START Reading text

Government Required to Exhaust Administrative Remedies in Non-FCA Case

Litigation/ADR
University of Washington PATH Settlement is Largest Yet

Fraud Statute Unconstitutional

Tax
Beyond Saber Rattling: Congress Threatens Aggressive Regulation of Nonprofits

Business
Consider Broker-Dealer Compliance in Stock and Securities Sales

 

Medco Settlement Excludes FCA Claim Citing Compliance Plan Deficiencies

Ray M. Shepard
410-347-7374
rmshepard@ober.com

In a complaint filed September 2003 against Merck-Medco Managed Care, L.L.C., (Medco), the United States alleged that Medco submitted false claims in connection with its contract to provide mail order prescription services to federal employees. The government filed an amended complaint against Medco in December 2003, in which it alleged, among other things, that Medco encouraged health care providers to switch patients to different prescription drugs that would result in larger rebate payments from drug manufacturers to Medco. According to the complaint, Medco did not inform prescribers or patients of the increased rebates and did not pass along resulting savings to patients or their health care plans. Count VI of the amended complaint also sought injunctive relief under the fraud injunction statute, 18 U.S.C. § 1345, which permits the Attorney General to sue whenever someone is "committing or [is] about to commit a Federal health care offense." The complaint would be unremarkable except for the fact that it alleged that Medco's lack of an "effective" corporate compliance program demonstrated the requisite knowledge under the FCA. United States v. Merck-Medco Managed Care, L.L.C., No. 00-CV-737 (E.D. Pa. filed Sept. 29, 2003).

In April 2004, Medco and the United States settled the government's claim for injunctive relief and entered into a consent order. Twenty states, including Arizona, California, Connecticut, Delaware, Florida, Illinois, Louisiana, Maine, Maryland, Massachusetts, Nevada, New York, North Carolina, Oregon, Pennsylvania, Texas, Vermont, Virginia, and Washington joined in the settlement and each will file a separate consent order covering both the states' injunctive and monetary claims. Under the state settlements, Medco will pay $20 million to the states in damages, $6.6 million to the states in fees and costs, and about $2.5 million in restitution to patients who incurred expenses related to switching between drugs. The federal government is proceeding with the remaining portions of its amended complaint, including its allegation that Medco's lack of an effective compliance program satisfies the knowledge requirement under the FCA.

Specific intent to defraud is not required under the FCA. Rather, the Act imposes liability for knowingly submitting a false claim. Knowingly is defined as actual knowledge, deliberate ignorance, or reckless disregard of the truth or falsity of the claim. According to the government, "deliberate ignorance" or "reckless disregard" were demonstrated by Medco's lack of an effective compliance program.

END Reading text
START Records shown

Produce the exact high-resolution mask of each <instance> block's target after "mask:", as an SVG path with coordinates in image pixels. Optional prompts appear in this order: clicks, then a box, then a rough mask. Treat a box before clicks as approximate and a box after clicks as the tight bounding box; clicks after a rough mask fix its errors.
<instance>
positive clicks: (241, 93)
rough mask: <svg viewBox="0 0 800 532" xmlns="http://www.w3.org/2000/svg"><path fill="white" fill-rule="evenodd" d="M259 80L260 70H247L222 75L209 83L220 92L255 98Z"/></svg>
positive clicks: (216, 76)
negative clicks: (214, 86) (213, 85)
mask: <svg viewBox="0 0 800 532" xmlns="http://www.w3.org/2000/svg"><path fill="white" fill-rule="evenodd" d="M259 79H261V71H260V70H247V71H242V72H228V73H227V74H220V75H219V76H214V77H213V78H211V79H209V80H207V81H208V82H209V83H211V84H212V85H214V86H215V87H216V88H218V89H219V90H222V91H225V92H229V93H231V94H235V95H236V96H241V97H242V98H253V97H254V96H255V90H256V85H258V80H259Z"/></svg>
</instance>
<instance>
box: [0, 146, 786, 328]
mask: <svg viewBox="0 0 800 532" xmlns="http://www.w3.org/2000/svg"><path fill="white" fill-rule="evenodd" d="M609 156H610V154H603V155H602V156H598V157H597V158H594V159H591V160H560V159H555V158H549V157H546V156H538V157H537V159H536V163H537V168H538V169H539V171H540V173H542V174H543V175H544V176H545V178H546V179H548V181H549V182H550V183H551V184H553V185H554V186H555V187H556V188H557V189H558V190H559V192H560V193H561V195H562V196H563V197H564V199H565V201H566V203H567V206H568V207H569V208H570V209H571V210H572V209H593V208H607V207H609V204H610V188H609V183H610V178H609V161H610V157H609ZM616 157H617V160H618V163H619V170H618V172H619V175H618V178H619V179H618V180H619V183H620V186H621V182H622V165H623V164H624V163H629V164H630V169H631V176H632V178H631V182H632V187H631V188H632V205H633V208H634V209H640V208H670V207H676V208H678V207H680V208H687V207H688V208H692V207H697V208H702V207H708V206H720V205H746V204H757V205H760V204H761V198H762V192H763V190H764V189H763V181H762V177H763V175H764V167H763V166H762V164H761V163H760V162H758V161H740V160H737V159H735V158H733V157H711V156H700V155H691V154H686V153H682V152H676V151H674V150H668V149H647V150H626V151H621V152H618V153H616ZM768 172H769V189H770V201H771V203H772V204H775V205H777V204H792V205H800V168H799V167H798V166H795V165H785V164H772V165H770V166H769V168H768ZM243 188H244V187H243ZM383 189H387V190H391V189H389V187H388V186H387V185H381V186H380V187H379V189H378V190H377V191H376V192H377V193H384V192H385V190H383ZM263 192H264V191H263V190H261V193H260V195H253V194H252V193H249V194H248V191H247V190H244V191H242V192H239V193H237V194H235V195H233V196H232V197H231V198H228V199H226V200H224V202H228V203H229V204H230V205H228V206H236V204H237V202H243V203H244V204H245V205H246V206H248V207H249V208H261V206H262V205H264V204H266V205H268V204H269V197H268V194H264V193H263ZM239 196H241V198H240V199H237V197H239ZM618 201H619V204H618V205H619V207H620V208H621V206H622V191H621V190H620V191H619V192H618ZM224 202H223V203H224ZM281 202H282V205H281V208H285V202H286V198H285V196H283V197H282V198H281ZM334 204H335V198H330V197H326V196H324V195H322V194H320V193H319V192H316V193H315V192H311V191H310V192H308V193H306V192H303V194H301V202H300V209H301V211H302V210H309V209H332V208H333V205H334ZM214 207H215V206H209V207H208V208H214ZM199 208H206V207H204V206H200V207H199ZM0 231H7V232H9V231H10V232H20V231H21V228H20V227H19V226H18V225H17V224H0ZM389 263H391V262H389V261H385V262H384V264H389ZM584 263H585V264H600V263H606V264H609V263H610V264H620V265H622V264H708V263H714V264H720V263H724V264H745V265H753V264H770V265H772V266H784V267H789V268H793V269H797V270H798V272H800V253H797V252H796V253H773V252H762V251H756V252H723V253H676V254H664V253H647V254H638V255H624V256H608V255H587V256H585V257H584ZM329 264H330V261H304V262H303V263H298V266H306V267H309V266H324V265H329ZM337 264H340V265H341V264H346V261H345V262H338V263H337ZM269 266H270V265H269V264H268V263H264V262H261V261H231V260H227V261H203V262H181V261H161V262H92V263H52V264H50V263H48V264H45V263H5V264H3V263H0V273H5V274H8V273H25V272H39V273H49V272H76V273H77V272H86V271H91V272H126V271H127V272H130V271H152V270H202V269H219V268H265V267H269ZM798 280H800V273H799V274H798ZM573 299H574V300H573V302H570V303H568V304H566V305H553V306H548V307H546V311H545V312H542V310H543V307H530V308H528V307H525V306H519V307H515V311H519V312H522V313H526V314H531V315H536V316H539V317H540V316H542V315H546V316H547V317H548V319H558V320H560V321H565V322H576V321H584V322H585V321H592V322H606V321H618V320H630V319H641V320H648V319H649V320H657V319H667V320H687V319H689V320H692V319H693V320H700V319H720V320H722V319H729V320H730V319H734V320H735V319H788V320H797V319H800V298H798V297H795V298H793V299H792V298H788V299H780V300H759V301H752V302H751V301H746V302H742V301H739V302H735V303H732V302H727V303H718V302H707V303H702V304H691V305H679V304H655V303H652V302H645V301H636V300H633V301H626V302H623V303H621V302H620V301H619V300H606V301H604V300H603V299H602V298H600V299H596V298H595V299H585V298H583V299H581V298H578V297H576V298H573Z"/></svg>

END Records shown

- [What you are asked to do]
In the article on the Medco settlement, turn the paragraph beginning "In April 2004, Medco and the United States settled" into a short list of its main facts.

- [Your response]
- April 2004: Medco and the United States settled the government's claim for injunctive relief and entered into a consent order.
- Twenty states joined the settlement. Each will file a separate consent order covering its injunctive and monetary claims.
- Medco will pay the states $20 million in damages and $6.6 million in fees and costs.
- Medco will pay about $2.5 million in restitution to patients who had expenses from switching between drugs.
- The federal government is still pursuing the rest of its amended complaint. This includes its allegation that Medco's lack of an effective compliance program satisfies the FCA knowledge requirement.